→ **Given problem**:
Turn the lines of all the rows below into a numbered list, skipping blank lines. Leave the pictures out of your answer.

(Dataset entries)
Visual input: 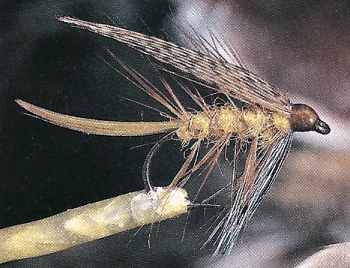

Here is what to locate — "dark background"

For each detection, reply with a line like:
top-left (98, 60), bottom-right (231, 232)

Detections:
top-left (0, 0), bottom-right (350, 267)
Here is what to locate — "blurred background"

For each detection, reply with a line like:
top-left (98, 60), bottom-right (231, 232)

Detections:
top-left (0, 0), bottom-right (350, 267)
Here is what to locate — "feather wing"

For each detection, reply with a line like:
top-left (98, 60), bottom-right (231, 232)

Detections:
top-left (58, 17), bottom-right (291, 113)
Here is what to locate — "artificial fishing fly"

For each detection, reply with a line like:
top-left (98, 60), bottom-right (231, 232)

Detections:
top-left (16, 17), bottom-right (330, 255)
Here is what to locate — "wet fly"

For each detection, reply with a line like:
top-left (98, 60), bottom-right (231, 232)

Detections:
top-left (16, 17), bottom-right (330, 255)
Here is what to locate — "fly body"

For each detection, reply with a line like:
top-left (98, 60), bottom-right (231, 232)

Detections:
top-left (17, 17), bottom-right (330, 254)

→ **Task answer**:
1. Visual input: 
2. Here is what to locate — "dark background"
3. For each detection, reply with a line like:
4. top-left (98, 60), bottom-right (231, 232)
5. Detections:
6. top-left (0, 0), bottom-right (350, 267)
7. Here is what to locate — "blurred background"
8. For each detection, reply with a line like:
9. top-left (98, 60), bottom-right (231, 232)
10. Detections:
11. top-left (0, 0), bottom-right (350, 267)
12. Here is what to locate — "feather wing"
13. For each detection, reply with a line like:
14. top-left (98, 60), bottom-right (231, 232)
15. Detections:
16. top-left (58, 17), bottom-right (291, 113)
17. Here is what to locate — "artificial fishing fly"
18. For each detection, reply with a line like:
19. top-left (98, 60), bottom-right (231, 232)
20. Detections:
21. top-left (16, 17), bottom-right (330, 255)
22. Here is what to locate — "wet fly"
23. For each detection, reply with a line like:
24. top-left (98, 60), bottom-right (231, 232)
25. Detections:
26. top-left (16, 17), bottom-right (330, 255)
27. Here is what to locate — "fly body"
28. For each detection, reply with a line like:
29. top-left (98, 60), bottom-right (231, 232)
30. Detections:
31. top-left (17, 17), bottom-right (330, 254)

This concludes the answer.